- Records for the exercise
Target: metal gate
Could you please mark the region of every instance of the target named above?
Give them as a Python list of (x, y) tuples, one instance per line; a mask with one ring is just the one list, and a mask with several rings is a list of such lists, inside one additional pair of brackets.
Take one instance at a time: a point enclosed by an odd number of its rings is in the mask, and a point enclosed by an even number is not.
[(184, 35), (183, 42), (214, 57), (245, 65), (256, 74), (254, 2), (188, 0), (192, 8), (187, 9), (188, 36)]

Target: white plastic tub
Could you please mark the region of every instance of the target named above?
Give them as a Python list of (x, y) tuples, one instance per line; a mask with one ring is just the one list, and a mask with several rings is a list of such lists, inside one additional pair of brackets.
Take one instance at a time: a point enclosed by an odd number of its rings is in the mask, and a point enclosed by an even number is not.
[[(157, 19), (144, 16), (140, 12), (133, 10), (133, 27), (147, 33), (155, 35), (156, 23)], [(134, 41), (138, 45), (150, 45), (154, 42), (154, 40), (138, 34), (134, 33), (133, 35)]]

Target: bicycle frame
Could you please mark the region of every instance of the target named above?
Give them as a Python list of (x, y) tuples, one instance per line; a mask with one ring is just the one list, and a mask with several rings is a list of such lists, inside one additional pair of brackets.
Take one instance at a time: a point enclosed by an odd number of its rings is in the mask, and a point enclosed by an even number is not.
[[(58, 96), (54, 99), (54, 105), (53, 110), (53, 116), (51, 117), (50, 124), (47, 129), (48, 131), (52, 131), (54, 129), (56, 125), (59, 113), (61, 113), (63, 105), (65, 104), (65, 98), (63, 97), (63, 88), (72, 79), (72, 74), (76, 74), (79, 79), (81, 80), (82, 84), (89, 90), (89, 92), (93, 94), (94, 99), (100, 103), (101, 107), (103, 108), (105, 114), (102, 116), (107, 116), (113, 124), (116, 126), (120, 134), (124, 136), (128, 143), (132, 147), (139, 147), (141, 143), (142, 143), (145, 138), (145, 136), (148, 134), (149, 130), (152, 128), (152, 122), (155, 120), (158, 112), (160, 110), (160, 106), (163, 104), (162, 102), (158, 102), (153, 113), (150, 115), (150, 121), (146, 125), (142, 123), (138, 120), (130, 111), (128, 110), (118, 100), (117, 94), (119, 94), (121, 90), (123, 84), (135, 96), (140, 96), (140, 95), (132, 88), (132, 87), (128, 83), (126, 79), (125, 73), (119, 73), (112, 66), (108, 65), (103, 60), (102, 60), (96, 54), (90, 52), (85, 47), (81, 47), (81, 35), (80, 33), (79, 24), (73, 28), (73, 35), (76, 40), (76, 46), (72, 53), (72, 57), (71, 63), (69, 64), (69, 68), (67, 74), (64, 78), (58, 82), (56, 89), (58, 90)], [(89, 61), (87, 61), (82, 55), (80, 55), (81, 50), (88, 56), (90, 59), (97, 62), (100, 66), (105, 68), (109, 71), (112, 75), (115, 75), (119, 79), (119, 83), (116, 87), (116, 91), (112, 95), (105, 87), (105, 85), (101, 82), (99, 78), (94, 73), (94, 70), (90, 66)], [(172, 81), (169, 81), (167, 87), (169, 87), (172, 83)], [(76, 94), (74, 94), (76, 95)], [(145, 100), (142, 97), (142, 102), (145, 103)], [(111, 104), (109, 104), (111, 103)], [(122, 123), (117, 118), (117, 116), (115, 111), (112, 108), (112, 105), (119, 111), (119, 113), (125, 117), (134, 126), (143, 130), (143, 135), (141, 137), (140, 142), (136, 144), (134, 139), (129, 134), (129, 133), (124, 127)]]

- Task instructions
Format every line of the records above as a numbered list, omitting the blank lines.

- Response
1. Target: metal gate
2. Could you please mark the region of every instance of the target named above?
3. Give them as a Python list of (x, y) tuples, one instance per line; a mask with one ring is just the one list, and a mask with several rings is a list of such lists, inside one additional pair of brackets.
4. Take one instance at a time: a point enclosed by an odd number of its rings is in the mask, and a point enclosed by an even number is not.
5. [(184, 35), (183, 42), (214, 57), (245, 65), (256, 74), (254, 2), (188, 0), (192, 8), (187, 9), (188, 36)]
6. Target: white plastic tub
7. Could you please mark the region of every instance of the target named above?
8. Give them as a Python list of (x, y) tuples, one instance per line; a mask with one ring is just the one list, and a mask with several rings is a list of such lists, inside one additional pair of brackets.
9. Take one instance at a time: a point enclosed by an odd number of its rings is in the mask, and a point enclosed by an even number is not.
10. [[(157, 19), (144, 16), (140, 12), (133, 10), (133, 27), (147, 33), (155, 35), (156, 23)], [(134, 41), (138, 45), (150, 45), (154, 42), (154, 40), (138, 34), (134, 33), (133, 35)]]
11. Target: bicycle frame
12. Could you please mark the region of every instance of the target named above?
13. Give them as a Python list of (x, y) tuples, one instance per line; a mask with one ring is just the one list, and a mask with several rings is a list of such lists, inside one additional pair of brackets.
14. Take one instance at a time: a point enclosed by an odd number of its rings is in the mask, and a point enclosed by an even number is not.
15. [[(58, 96), (54, 99), (54, 105), (53, 110), (53, 116), (51, 117), (50, 124), (47, 129), (48, 131), (52, 131), (54, 129), (56, 125), (59, 113), (61, 113), (63, 105), (65, 104), (65, 98), (63, 97), (63, 88), (72, 79), (72, 74), (76, 74), (79, 79), (81, 80), (82, 84), (89, 90), (89, 92), (93, 94), (94, 99), (100, 103), (101, 107), (103, 108), (105, 114), (102, 116), (107, 116), (113, 124), (116, 126), (120, 134), (124, 136), (128, 143), (132, 147), (139, 147), (141, 143), (142, 143), (145, 138), (145, 136), (148, 134), (149, 130), (152, 128), (152, 122), (155, 120), (158, 112), (160, 110), (160, 106), (163, 104), (162, 102), (158, 102), (153, 113), (150, 115), (150, 121), (146, 125), (142, 123), (138, 120), (130, 111), (128, 110), (118, 100), (117, 94), (119, 94), (121, 90), (123, 84), (135, 96), (140, 96), (140, 95), (132, 88), (132, 87), (128, 83), (126, 79), (125, 73), (119, 73), (112, 66), (108, 65), (103, 60), (102, 60), (96, 54), (90, 52), (85, 47), (81, 47), (81, 35), (80, 33), (79, 24), (73, 28), (73, 35), (76, 40), (76, 46), (72, 53), (72, 57), (71, 63), (69, 64), (69, 68), (67, 74), (64, 78), (58, 82), (56, 89), (58, 90)], [(89, 61), (87, 61), (82, 55), (80, 55), (81, 50), (88, 56), (90, 59), (97, 62), (100, 66), (105, 68), (109, 71), (112, 75), (115, 75), (119, 79), (119, 83), (116, 87), (116, 91), (112, 95), (105, 87), (105, 85), (101, 82), (99, 78), (94, 73), (94, 70), (90, 66)], [(172, 81), (169, 81), (167, 87), (169, 87), (172, 83)], [(76, 94), (74, 94), (76, 95)], [(145, 100), (142, 97), (142, 102), (145, 103)], [(111, 104), (109, 104), (111, 103)], [(122, 123), (117, 118), (117, 116), (115, 111), (112, 108), (112, 105), (119, 111), (119, 113), (125, 117), (134, 126), (143, 130), (143, 135), (141, 137), (140, 142), (136, 144), (134, 139), (129, 134), (129, 133), (124, 127)]]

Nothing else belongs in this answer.